**Problem requirements:** Copy verbatim the span of lines beginning at the line that contains "of the scattered" and ending with the final line of the data. Exclude pictures from the copy.
Top of Supplied records
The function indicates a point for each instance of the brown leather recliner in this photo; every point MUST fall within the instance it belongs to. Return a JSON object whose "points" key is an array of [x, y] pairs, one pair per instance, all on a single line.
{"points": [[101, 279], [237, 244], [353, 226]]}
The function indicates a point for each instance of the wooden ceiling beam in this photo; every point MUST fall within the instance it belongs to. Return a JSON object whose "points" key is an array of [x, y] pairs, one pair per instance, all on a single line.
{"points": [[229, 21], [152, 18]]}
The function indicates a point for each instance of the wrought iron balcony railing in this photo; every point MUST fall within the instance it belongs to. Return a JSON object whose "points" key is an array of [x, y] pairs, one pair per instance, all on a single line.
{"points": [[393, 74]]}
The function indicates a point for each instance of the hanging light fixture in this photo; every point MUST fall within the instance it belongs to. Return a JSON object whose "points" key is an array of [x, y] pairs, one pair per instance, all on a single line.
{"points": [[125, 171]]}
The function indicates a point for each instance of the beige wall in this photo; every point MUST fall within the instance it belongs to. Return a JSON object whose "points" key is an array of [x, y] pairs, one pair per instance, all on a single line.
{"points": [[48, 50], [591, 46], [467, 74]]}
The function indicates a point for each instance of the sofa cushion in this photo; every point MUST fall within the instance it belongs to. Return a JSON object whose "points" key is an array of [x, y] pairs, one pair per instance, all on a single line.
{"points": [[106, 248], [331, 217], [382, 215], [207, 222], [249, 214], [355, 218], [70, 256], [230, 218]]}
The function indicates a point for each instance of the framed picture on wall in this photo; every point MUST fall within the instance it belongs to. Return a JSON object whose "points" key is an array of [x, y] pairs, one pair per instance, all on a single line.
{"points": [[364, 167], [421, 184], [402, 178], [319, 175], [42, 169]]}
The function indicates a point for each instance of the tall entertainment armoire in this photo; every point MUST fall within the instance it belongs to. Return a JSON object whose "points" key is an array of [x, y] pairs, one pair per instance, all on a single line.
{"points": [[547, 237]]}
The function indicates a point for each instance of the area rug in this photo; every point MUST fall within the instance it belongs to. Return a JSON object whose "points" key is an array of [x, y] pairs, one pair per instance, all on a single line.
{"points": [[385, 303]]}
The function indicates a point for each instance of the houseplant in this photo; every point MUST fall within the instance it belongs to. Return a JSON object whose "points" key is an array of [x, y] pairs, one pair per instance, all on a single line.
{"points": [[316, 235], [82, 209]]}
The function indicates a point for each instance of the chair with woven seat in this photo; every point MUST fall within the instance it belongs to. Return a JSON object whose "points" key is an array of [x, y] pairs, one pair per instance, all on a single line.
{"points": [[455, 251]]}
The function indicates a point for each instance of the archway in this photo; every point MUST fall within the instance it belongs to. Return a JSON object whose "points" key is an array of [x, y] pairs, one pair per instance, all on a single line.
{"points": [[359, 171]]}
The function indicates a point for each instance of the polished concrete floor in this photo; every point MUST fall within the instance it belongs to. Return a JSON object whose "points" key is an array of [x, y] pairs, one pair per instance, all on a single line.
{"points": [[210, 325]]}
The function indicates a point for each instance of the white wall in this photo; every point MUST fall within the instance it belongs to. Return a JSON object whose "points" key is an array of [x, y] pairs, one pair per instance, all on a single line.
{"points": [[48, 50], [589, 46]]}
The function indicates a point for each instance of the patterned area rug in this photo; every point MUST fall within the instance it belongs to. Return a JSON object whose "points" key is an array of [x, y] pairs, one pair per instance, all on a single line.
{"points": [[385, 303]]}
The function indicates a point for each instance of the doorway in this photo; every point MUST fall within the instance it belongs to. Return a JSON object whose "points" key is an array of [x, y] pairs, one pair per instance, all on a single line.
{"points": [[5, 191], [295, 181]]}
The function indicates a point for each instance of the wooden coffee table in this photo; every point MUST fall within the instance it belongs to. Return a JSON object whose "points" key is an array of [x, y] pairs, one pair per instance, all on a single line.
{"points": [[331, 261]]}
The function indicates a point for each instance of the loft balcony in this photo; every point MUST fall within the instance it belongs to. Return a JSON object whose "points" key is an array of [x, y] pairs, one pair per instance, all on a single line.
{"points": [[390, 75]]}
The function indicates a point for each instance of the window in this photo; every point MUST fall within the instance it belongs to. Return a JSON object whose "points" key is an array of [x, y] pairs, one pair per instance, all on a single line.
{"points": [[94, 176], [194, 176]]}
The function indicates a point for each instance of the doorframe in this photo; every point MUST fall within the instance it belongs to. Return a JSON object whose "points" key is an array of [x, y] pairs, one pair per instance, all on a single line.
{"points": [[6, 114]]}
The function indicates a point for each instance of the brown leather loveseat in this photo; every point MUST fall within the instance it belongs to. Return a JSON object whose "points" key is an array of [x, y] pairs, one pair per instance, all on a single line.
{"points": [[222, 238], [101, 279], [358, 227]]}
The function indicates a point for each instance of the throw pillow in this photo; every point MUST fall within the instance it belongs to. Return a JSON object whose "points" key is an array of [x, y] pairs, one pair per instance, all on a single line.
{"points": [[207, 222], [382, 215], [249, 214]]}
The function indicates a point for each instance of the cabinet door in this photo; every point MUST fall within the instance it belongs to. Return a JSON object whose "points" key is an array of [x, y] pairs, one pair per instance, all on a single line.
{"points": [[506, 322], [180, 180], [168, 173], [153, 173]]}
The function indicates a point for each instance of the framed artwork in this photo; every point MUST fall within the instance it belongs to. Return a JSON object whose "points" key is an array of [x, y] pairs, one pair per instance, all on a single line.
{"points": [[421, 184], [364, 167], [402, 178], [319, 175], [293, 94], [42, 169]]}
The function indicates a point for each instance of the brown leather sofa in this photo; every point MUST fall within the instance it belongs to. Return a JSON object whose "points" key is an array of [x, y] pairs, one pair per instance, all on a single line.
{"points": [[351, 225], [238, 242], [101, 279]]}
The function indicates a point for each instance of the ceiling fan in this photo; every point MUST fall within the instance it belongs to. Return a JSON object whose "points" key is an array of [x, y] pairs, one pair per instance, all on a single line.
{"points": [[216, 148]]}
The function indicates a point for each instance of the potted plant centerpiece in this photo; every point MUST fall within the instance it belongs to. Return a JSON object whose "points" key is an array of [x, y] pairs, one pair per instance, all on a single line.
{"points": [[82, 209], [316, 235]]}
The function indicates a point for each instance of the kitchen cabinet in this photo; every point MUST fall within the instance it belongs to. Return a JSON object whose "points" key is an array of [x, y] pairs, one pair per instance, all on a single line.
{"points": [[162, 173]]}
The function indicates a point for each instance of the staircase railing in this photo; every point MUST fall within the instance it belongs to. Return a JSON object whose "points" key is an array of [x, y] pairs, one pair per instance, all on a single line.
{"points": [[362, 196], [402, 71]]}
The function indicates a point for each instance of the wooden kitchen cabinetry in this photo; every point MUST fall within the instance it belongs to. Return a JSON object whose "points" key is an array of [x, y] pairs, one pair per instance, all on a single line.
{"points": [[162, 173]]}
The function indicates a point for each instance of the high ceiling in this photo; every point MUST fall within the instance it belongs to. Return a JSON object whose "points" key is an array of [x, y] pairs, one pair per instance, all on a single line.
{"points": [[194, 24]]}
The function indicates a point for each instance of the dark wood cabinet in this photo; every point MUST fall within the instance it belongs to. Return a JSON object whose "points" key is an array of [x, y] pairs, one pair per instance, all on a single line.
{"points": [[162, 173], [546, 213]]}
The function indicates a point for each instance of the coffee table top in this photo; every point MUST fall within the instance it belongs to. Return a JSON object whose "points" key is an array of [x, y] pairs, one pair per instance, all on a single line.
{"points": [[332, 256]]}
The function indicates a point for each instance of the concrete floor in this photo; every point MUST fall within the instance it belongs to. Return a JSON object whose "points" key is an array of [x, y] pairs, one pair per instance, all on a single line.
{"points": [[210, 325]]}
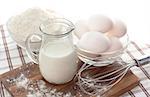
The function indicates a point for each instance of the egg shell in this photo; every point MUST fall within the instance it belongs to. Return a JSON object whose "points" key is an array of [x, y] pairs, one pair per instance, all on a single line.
{"points": [[94, 42], [100, 23], [81, 27], [116, 45], [119, 29]]}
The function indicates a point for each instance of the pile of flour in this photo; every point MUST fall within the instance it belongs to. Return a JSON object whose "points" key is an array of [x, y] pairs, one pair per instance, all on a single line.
{"points": [[28, 22]]}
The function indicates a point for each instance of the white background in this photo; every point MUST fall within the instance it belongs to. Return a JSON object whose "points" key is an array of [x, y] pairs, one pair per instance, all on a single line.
{"points": [[135, 13]]}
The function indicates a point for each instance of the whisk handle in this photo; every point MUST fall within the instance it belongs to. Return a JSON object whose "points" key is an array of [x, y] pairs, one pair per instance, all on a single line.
{"points": [[143, 61]]}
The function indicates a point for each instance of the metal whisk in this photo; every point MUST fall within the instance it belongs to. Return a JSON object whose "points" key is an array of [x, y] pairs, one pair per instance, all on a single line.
{"points": [[94, 80]]}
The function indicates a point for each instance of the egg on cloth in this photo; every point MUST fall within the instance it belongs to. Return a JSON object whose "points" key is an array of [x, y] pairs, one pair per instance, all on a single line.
{"points": [[119, 29], [116, 44], [100, 23], [81, 27], [94, 42]]}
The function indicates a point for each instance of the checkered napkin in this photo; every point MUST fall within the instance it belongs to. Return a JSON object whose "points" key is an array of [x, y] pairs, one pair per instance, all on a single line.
{"points": [[12, 56]]}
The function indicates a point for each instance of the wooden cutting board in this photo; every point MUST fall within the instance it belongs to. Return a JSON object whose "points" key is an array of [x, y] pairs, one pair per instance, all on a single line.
{"points": [[127, 83]]}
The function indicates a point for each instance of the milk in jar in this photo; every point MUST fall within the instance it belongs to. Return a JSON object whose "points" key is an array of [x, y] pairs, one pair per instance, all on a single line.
{"points": [[58, 62]]}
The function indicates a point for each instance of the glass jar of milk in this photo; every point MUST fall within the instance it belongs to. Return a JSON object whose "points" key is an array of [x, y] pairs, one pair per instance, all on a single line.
{"points": [[57, 57]]}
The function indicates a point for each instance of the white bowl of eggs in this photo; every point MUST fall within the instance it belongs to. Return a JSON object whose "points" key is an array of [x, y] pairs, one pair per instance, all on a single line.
{"points": [[101, 39]]}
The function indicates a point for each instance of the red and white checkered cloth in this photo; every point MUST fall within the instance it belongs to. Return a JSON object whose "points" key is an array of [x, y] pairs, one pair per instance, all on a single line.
{"points": [[12, 56]]}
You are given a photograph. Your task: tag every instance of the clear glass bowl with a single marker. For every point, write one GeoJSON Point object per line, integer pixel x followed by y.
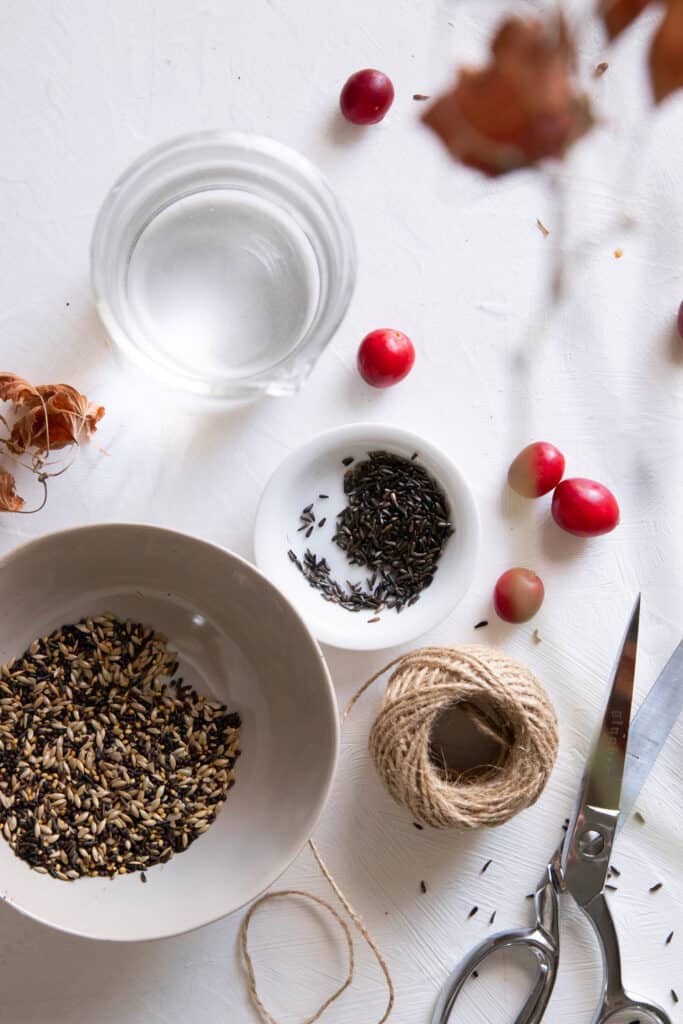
{"type": "Point", "coordinates": [222, 263]}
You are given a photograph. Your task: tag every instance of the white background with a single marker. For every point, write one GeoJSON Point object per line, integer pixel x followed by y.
{"type": "Point", "coordinates": [458, 262]}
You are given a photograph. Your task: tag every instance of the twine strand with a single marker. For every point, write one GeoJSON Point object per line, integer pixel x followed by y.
{"type": "Point", "coordinates": [504, 701]}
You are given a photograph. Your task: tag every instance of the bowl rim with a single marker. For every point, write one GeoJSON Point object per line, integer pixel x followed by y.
{"type": "Point", "coordinates": [404, 438]}
{"type": "Point", "coordinates": [220, 389]}
{"type": "Point", "coordinates": [323, 800]}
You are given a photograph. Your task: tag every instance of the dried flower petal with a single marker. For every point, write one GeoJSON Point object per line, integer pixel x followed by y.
{"type": "Point", "coordinates": [521, 108]}
{"type": "Point", "coordinates": [667, 52]}
{"type": "Point", "coordinates": [16, 389]}
{"type": "Point", "coordinates": [50, 416]}
{"type": "Point", "coordinates": [9, 500]}
{"type": "Point", "coordinates": [617, 14]}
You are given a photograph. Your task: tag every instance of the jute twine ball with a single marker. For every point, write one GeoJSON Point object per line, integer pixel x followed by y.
{"type": "Point", "coordinates": [502, 698]}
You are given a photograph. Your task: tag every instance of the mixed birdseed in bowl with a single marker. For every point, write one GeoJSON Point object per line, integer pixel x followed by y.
{"type": "Point", "coordinates": [109, 762]}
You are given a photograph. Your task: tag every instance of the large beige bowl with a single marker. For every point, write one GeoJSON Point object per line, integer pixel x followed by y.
{"type": "Point", "coordinates": [240, 641]}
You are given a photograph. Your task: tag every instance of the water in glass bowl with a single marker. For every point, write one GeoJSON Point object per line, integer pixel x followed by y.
{"type": "Point", "coordinates": [222, 282]}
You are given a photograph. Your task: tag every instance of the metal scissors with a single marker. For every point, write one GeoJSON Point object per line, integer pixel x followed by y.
{"type": "Point", "coordinates": [617, 767]}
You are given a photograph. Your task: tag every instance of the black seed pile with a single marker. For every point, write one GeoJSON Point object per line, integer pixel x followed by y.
{"type": "Point", "coordinates": [105, 768]}
{"type": "Point", "coordinates": [395, 524]}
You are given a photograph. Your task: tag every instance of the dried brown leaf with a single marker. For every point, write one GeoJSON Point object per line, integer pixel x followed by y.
{"type": "Point", "coordinates": [617, 14]}
{"type": "Point", "coordinates": [9, 500]}
{"type": "Point", "coordinates": [667, 52]}
{"type": "Point", "coordinates": [519, 109]}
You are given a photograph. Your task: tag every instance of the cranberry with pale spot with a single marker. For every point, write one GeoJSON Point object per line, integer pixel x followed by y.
{"type": "Point", "coordinates": [367, 96]}
{"type": "Point", "coordinates": [518, 595]}
{"type": "Point", "coordinates": [537, 469]}
{"type": "Point", "coordinates": [385, 357]}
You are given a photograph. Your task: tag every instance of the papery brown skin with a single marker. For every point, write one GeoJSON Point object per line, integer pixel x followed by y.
{"type": "Point", "coordinates": [667, 52]}
{"type": "Point", "coordinates": [521, 108]}
{"type": "Point", "coordinates": [9, 500]}
{"type": "Point", "coordinates": [617, 14]}
{"type": "Point", "coordinates": [70, 415]}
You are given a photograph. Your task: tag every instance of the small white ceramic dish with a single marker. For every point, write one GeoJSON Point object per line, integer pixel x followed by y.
{"type": "Point", "coordinates": [240, 641]}
{"type": "Point", "coordinates": [316, 468]}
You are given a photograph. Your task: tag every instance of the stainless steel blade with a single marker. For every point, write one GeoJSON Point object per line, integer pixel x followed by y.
{"type": "Point", "coordinates": [604, 771]}
{"type": "Point", "coordinates": [654, 720]}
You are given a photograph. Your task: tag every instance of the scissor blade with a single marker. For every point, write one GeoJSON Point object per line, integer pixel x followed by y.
{"type": "Point", "coordinates": [605, 769]}
{"type": "Point", "coordinates": [656, 717]}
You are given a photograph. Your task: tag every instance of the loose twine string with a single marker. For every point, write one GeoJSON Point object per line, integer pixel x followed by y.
{"type": "Point", "coordinates": [504, 700]}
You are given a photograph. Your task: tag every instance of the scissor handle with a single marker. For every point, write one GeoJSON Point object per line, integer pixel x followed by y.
{"type": "Point", "coordinates": [614, 998]}
{"type": "Point", "coordinates": [542, 941]}
{"type": "Point", "coordinates": [532, 940]}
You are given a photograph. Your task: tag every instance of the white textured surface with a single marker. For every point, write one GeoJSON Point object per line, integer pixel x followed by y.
{"type": "Point", "coordinates": [458, 263]}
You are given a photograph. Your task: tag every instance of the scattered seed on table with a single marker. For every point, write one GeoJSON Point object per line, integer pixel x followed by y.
{"type": "Point", "coordinates": [109, 763]}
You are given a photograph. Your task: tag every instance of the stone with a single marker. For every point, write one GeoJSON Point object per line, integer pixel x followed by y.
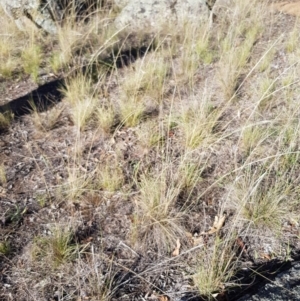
Bottom of Supplied records
**Reply to the exercise:**
You are given a photograph. Your task: tag every instance of the scattered seed on table with a single marker. For every point, write one GeoJSON Point object per line, integer pixel x followed by y.
{"type": "Point", "coordinates": [109, 763]}
You are given a photograph. Your task: tag every instance of the stone with a single marker. For every point, write one GeoJSON Point object per line, integer pixel x followed by y.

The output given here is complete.